Instruction — Rewrite the lines of every record below as a single numbered list, leaving out any blank lines.

Entries from a point annotation set:
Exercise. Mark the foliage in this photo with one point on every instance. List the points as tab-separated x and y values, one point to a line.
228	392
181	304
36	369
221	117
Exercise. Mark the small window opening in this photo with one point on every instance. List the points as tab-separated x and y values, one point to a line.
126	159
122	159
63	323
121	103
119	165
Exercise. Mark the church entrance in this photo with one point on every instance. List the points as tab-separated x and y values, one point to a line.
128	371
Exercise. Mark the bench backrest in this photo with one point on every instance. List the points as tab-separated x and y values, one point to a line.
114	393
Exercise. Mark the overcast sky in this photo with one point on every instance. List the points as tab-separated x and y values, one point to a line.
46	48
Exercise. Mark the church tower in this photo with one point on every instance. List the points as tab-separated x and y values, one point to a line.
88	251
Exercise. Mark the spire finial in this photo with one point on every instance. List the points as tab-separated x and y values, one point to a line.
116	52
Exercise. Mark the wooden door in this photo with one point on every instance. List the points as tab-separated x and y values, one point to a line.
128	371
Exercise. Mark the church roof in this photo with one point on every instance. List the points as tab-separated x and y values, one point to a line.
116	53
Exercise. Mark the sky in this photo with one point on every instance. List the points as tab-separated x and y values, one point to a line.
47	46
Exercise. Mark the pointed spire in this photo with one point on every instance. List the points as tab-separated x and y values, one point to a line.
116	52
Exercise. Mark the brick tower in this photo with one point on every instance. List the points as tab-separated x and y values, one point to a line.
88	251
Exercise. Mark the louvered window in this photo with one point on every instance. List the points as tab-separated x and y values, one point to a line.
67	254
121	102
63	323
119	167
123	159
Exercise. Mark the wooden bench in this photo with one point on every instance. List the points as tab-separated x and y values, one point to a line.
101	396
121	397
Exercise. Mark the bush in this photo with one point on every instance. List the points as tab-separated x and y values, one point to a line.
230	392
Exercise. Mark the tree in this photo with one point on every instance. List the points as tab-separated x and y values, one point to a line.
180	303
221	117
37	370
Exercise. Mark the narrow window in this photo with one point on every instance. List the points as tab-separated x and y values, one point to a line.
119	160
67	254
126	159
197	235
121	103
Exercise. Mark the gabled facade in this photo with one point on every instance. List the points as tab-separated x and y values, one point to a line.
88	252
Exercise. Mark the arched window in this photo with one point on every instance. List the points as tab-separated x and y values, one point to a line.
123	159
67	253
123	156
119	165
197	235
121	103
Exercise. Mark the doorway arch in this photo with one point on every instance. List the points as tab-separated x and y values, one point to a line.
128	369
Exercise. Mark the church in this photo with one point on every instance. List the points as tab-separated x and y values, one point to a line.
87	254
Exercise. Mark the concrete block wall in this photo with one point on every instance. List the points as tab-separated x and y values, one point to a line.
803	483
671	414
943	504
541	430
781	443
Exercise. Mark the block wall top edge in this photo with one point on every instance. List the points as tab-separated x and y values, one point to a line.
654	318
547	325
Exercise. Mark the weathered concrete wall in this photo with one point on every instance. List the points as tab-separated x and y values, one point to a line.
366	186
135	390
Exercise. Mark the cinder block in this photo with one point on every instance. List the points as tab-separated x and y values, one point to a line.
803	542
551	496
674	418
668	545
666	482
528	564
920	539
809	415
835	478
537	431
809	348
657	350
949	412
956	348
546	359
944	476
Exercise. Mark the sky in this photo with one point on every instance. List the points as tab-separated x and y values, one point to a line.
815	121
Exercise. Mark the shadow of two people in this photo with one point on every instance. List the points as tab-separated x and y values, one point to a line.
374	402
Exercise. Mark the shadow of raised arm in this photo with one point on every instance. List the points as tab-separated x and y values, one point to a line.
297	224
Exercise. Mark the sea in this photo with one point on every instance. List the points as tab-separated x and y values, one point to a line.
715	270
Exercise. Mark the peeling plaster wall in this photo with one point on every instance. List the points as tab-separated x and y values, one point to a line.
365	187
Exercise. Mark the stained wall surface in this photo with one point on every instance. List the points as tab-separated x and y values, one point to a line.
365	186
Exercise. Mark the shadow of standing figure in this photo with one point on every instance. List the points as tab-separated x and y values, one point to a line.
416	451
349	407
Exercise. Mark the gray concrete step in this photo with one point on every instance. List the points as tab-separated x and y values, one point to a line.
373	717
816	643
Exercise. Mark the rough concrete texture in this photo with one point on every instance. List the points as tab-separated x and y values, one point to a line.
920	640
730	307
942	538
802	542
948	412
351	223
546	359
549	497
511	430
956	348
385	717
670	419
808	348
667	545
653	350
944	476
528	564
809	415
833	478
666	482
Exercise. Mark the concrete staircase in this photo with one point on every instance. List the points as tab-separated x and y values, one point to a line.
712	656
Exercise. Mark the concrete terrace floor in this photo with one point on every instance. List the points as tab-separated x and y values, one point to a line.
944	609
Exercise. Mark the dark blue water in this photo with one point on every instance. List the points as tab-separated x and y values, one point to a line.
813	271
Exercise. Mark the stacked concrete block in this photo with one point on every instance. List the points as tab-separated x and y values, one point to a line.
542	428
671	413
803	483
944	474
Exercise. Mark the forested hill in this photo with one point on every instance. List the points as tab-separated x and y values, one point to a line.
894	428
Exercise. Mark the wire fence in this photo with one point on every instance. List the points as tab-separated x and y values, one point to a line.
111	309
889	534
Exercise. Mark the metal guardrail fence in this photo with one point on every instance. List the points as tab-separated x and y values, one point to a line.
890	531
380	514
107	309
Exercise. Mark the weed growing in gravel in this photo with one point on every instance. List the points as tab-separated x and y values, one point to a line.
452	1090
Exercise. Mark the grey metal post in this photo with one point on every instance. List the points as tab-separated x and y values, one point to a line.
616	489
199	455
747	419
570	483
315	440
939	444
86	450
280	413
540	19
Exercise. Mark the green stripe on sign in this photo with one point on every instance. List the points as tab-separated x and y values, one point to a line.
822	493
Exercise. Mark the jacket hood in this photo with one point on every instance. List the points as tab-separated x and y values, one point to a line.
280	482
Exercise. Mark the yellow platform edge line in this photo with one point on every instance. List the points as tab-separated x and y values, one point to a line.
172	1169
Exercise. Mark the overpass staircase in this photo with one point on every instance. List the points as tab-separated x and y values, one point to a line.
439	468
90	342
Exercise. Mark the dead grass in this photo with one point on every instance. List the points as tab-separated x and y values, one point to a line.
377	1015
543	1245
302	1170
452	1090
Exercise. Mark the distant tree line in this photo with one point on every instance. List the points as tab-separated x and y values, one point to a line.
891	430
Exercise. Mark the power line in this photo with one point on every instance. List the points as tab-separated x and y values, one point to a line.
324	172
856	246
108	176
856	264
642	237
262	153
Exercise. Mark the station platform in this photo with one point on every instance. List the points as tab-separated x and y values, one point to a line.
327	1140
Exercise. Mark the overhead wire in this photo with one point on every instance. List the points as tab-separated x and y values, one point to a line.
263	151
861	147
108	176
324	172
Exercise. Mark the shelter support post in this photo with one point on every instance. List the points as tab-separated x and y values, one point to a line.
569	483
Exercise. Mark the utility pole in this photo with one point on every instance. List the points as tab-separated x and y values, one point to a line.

Answer to this task —
1. Exercise. Mark the foliage in this photo with one point on every instance. List the points as tab-separated x and y values, one point to a line.
2. 228	392
3. 181	304
4. 36	369
5. 221	117
6. Exercise. Mark the small window opening in this photo with one point on every instance. List the points as tab-separated x and y values, one point to a line.
7. 126	159
8. 122	159
9. 63	323
10. 121	103
11. 119	165
12. Exercise. Mark the church entrance in this photo with one point on every instance. List the points as tab-separated x and y values, one point to a line.
13. 128	371
14. Exercise. Mark the bench backrest in this photo with one point on every instance. List the points as tab-separated x and y values, one point to a line.
15. 114	393
16. Exercise. Mark the overcast sky in this photo with one point on every instance. List the points as tab-separated x and y values, one point to a line.
17. 46	48
18. Exercise. Mark the church tower in this photo with one point on every instance. List the points as tab-separated x and y values, one point to a line.
19. 88	251
20. Exercise. Mark the spire finial in this photo with one point on every instance. List the points as tab-separated x and y values, one point to a line.
21. 116	52
22. Exercise. Mark the wooden door in this photo with one point on every instance. List the points as tab-separated x and y values, one point to a line.
23. 128	371
24. Exercise. Mark the church roof in this photo with one point on every instance. List the points as tab-separated x and y values, one point to a line.
25. 116	53
26. Exercise. Mark the sky in this photo with one point on every instance. List the points as tab-separated x and y values, one point to a line.
27. 47	46
28. Exercise. Mark the pointed spire in this photo with one point on every instance. List the points as tab-separated x and y values, one point to a line.
29. 116	52
30. Exercise. Mark the brick tower in this photo with one point on every instance. List the points as tab-separated x and y values, one point to a line.
31. 88	251
32. Exercise. Mark the louvered window in this photo with one point on every instance. List the points as tab-separated x and y values, one point to a line.
33. 67	254
34. 121	102
35. 63	323
36. 119	167
37. 123	159
38. Exercise. Mark the wooden bench in this photo with one point on every instance. List the points as tab-separated x and y values, one point to a line.
39. 101	396
40. 121	397
41. Exercise. Mark the bush in this photo with one point on every instance. List the points as tab-separated x and y values, one point to a line.
42. 230	392
43. Exercise. Mark the tree in this photo with one point on every instance. List the points as tab-separated x and y values, one point to a line.
44. 180	303
45. 221	117
46. 37	370
47. Exercise. Mark the narrow window in this photo with one point on every instance. List the points as tab-separated x and y values, one point to a line.
48. 119	160
49. 67	254
50. 126	159
51. 197	235
52. 121	103
53. Exercise. Mark the gabled facade in this photo with one point on every instance. List the points as tab-separated x and y values, one point to a line.
54. 88	252
55. Exercise. Mark the arched window in this photo with one point on every instance. List the points as tab-separated x and y values, one point to a line.
56. 123	159
57. 67	253
58. 123	156
59. 119	165
60. 197	235
61. 121	103
62. Exercise. Mark the doorway arch in this photo with one point on every instance. List the points as tab-separated x and y values, one point to a line.
63. 128	369
64. Exercise. Mark the church in this photo with one point on every instance. List the points as tab-separated x and y values, one point to a line.
65. 87	254
66. Exercise. Mark the concrete block wall in this photo with one point on every instance. List the points as tab-separated x and y values, one point to a line.
67. 803	483
68. 671	414
69. 943	504
70. 541	430
71. 781	443
72. Exercise. Mark the block wall top edge in this photo with one point on every instance. List the points as tab-separated x and y values, one point to a line.
73. 654	318
74. 547	325
75. Exercise. Mark the weathered concrete wall in this photo with one point on every instance. List the points as tab-separated x and y values, one point to a line.
76. 366	186
77. 135	390
78. Exercise. Mark the cinder block in this photo with one point on every instance. List the points as tab-separated x and y values, one point to a line.
79. 803	542
80. 551	496
81. 674	418
82. 668	545
83. 666	482
84. 528	564
85. 920	539
86. 809	415
87. 835	478
88. 537	431
89. 809	348
90. 657	350
91. 949	412
92. 956	348
93. 546	359
94. 944	476
95. Exercise. Mark the sky in this photo with one point on every instance. List the points as tab-separated x and y values, one point to a line.
96. 815	121
97. Exercise. Mark the shadow of two people in this photo with one point on every instance. List the points as tab-separated x and y values, one point to a line.
98. 374	402
99. Exercise. Mark the shadow of raised arm in this photo with one point on every instance. List the points as tab-separated x and y values, one point to a line.
100. 297	224
101. Exercise. Mark the sea in this photo with one point on every instance. List the points as tab-separated x and y values, one point to a line.
102. 715	270
103. Exercise. Mark the peeling plaster wall in this photo with one point on every instance. List the points as tab-separated x and y values, one point to a line.
104. 365	187
105. Exercise. Mark the stained wall surface in this photo with one point on every instance. List the points as tab-separated x and y values, one point to a line.
106. 365	186
107. Exercise. Mark the shadow of standing figure in this photo with one point on every instance. List the points as tab-separated x and y values, one point to a line.
108. 416	451
109. 349	407
110. Exercise. Mark the gray concrete step in this photo with one point on every instance. List the points as tab-separated x and y values, one point to a line.
111. 373	717
112. 816	643
113. Exercise. Mark the rough concrete texture in this photo with one point on every instance. List the points as tab-separated x and y values, one point to a line.
114. 920	640
115. 730	307
116. 942	538
117. 802	542
118. 948	412
119. 351	223
120. 546	359
121. 549	497
122. 511	430
123. 956	348
124. 385	717
125. 670	419
126. 808	348
127. 667	545
128. 653	350
129. 944	476
130. 528	564
131. 809	415
132. 833	478
133. 666	482
134. Exercise. Mark the concrete staircase in this photo with one point on every instance. List the points as tab-separated x and y values, one point to a line.
135. 712	656
136. Exercise. Mark the concrete terrace floor in this photo with one point on every instance. List the points as tab-separated x and y values, one point to a line.
137. 944	609
138. Exercise. Mark the dark blue water in this photo with one point on every instance. List the points as tab-separated x and y values, one point to a line.
139. 813	271
140. Exercise. Mark the stacked concrete block in this photo with one point on every instance. List the points as tab-separated x and y values, one point to a line.
141. 542	428
142. 671	413
143. 803	483
144. 944	474
145. Exercise. Mark the forested hill in this photo with one point on every instance. List the points as tab-separated x and y values, one point to a line.
146. 894	428
147. Exercise. Mark the wire fence in this photo with one point on every instance. List the points as tab-separated x and y values, one point to a line.
148. 111	309
149. 889	534
150. Exercise. Mark the metal guardrail fence in this photo with one point on every instance. List the points as tab-separated x and y values, one point to a line.
151. 890	531
152. 380	514
153. 107	309
154. Exercise. Mark the weed growing in gravel in this photo with one point on every instance. List the points as tab-separated x and y values, one point to a line.
155. 452	1090
156. Exercise. Mark the grey metal post in this photo with one point on every instance. List the points as tab-separated x and y values, one point to a line.
157. 616	489
158. 199	455
159. 747	419
160. 570	483
161. 315	440
162. 939	444
163. 86	450
164. 280	413
165. 540	19
166. Exercise. Mark the green stripe on sign in this photo with one point on every instance. List the points as tab-separated x and y values, one point to a line.
167. 822	493
168. Exercise. Mark the jacket hood in this photo with one point on every instance. List the points as tab-separated x and y values, one point to a line.
169. 280	482
170. Exercise. Mark the yellow platform edge line in this photo with one point on every instance. List the points as tab-separated x and y values, one point to a line.
171. 172	1169
172. Exercise. Mark the overpass staircase in this photo with one point on every instance. List the points as tab-separated x and y values, one point to a line.
173. 439	468
174. 90	342
175. Exercise. Mark the dead grass in this photo with one point on every instance. List the points as tab-separated x and y values, one point to a line.
176. 377	1015
177. 543	1245
178. 302	1170
179. 452	1090
180. Exercise. Mark the distant tree line in this photo with one point on every instance. List the points as tab-separated x and y values, one point to a line.
181. 891	430
182. Exercise. Mark the power line in this photo with one point on every instance. List the points as tab-separated x and y values, one point to a line.
183. 324	172
184. 856	246
185. 108	176
186. 856	264
187. 642	237
188. 262	153
189. Exercise. Mark the station platform in this photo with one point on every instance. List the points as tab-separated x and y values, one point to a line.
190. 327	1140
191. Exercise. Mark the overhead wire in this photo with one point on every instance. List the points as tab-separated x and y values, one point to a line.
192. 263	151
193. 861	147
194. 108	176
195. 324	172
196. Exercise. Mark the shelter support post in this photo with one point on every instance. List the points as tab-separated x and y values, one point to a line.
197. 569	483
198. Exercise. Mark the utility pole in this photo with one point on every instance. List the points as tab-separated x and y values, one point to a line.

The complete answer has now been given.